▶ _Work instructions_
Recast the material from the line holding "Segment the umbrella" through the line holding "206 85 L 208", inclusive, as a JSON list of strings with one string per line. Skip blank lines and leave out the pictures.

▶ _Entries shown_
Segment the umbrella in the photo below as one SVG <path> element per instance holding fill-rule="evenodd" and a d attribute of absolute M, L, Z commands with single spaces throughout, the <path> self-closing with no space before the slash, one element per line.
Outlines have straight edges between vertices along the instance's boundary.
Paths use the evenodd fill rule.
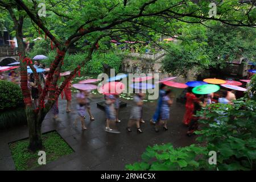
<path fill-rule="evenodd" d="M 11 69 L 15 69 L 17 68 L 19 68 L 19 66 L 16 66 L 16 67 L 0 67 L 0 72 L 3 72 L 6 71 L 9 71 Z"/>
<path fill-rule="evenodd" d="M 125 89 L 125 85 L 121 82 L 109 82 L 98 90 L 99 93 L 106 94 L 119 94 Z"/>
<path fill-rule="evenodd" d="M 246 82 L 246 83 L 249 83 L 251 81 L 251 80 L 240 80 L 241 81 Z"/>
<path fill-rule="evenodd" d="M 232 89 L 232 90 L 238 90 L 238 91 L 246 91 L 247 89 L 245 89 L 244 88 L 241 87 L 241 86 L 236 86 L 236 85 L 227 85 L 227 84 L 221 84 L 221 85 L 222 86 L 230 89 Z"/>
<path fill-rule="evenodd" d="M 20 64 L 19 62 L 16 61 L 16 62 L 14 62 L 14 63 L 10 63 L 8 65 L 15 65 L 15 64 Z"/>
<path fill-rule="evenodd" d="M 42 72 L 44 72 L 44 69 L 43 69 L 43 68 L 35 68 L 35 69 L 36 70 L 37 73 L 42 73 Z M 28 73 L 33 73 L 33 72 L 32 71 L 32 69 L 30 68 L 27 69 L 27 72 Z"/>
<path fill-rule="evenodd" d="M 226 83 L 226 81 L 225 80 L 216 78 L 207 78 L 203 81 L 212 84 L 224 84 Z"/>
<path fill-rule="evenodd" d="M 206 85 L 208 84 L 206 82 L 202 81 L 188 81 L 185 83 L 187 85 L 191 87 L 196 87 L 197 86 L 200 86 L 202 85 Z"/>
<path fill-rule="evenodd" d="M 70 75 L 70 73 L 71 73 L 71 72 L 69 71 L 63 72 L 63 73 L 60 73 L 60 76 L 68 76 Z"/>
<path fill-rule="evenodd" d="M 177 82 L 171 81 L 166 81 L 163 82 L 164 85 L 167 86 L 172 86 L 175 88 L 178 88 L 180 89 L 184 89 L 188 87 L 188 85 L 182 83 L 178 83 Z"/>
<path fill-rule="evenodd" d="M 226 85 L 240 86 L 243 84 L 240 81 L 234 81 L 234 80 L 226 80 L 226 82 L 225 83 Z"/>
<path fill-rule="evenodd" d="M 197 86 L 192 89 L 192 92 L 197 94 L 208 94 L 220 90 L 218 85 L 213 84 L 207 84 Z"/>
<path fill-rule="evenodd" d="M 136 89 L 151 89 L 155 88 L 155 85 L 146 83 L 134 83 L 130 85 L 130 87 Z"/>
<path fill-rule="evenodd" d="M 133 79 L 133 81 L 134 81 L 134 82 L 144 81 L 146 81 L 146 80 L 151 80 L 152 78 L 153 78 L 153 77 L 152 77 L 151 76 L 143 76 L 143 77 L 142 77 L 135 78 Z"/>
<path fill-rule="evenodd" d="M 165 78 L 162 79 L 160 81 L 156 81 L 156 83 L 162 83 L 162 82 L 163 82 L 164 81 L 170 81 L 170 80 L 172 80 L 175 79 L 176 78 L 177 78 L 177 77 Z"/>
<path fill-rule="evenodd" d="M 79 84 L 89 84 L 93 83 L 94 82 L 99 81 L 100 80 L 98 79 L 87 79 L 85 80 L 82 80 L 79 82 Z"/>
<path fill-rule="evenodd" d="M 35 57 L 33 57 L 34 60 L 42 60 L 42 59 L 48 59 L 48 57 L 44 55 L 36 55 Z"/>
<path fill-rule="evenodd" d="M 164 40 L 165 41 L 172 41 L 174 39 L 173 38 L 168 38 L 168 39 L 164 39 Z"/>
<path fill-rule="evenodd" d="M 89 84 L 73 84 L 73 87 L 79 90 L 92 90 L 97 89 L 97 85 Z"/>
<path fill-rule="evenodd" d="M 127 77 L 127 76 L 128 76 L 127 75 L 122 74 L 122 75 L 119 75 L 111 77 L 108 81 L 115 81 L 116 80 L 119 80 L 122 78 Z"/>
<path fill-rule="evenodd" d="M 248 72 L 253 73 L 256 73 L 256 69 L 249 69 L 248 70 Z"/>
--
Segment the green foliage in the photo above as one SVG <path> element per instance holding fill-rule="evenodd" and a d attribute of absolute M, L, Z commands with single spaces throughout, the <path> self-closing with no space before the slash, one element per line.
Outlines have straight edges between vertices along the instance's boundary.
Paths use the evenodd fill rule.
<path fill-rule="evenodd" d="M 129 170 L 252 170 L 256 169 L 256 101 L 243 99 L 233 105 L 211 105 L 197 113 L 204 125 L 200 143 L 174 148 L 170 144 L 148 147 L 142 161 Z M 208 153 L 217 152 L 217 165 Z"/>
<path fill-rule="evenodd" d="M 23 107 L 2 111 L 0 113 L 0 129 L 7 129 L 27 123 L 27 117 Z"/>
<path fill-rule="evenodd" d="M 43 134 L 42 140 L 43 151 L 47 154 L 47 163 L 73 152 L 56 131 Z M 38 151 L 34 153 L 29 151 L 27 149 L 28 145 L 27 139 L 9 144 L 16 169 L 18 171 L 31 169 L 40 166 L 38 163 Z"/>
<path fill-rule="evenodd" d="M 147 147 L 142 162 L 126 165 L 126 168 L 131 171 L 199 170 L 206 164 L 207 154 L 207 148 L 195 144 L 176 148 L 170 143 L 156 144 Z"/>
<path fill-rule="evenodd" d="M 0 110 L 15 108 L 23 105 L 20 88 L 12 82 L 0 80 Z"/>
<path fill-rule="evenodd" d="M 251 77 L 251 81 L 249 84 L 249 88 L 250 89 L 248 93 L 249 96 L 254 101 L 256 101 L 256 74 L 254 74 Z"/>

▶ _Full output_
[
  "Segment the umbrella in the photo below as one SVG <path> element per instance holding fill-rule=\"evenodd\" and a d attribute of absolute M, L, Z commands with single spaces throughout, the <path> self-closing with no space before the slash, one element per line.",
  "Outlines have straight edges between vertices along the instance's boundary.",
  "Paths use the evenodd fill rule.",
  "<path fill-rule=\"evenodd\" d=\"M 11 69 L 15 69 L 17 68 L 19 68 L 19 66 L 16 66 L 16 67 L 0 67 L 0 72 L 3 72 L 6 71 L 9 71 Z\"/>",
  "<path fill-rule=\"evenodd\" d=\"M 125 89 L 125 85 L 121 82 L 109 82 L 98 90 L 99 93 L 106 94 L 119 94 Z\"/>",
  "<path fill-rule=\"evenodd\" d=\"M 246 82 L 246 83 L 249 83 L 251 81 L 251 80 L 240 80 L 241 81 Z\"/>",
  "<path fill-rule=\"evenodd\" d=\"M 232 89 L 232 90 L 238 90 L 238 91 L 246 91 L 247 89 L 245 89 L 244 88 L 241 87 L 241 86 L 236 86 L 236 85 L 227 85 L 227 84 L 221 84 L 221 85 L 222 86 L 230 89 Z\"/>",
  "<path fill-rule=\"evenodd\" d=\"M 20 64 L 19 62 L 16 61 L 16 62 L 14 62 L 14 63 L 10 63 L 8 65 L 15 65 L 15 64 Z\"/>",
  "<path fill-rule=\"evenodd\" d=\"M 42 72 L 44 72 L 44 69 L 43 69 L 43 68 L 35 68 L 35 69 L 36 70 L 37 73 L 42 73 Z M 28 73 L 33 73 L 33 72 L 32 71 L 32 69 L 30 68 L 27 69 L 27 72 Z\"/>",
  "<path fill-rule=\"evenodd\" d=\"M 226 83 L 226 81 L 225 80 L 216 78 L 207 78 L 203 81 L 212 84 L 224 84 Z\"/>",
  "<path fill-rule=\"evenodd\" d=\"M 206 85 L 208 84 L 206 82 L 202 81 L 188 81 L 185 83 L 187 85 L 191 87 L 196 87 L 197 86 L 200 86 L 202 85 Z\"/>"
]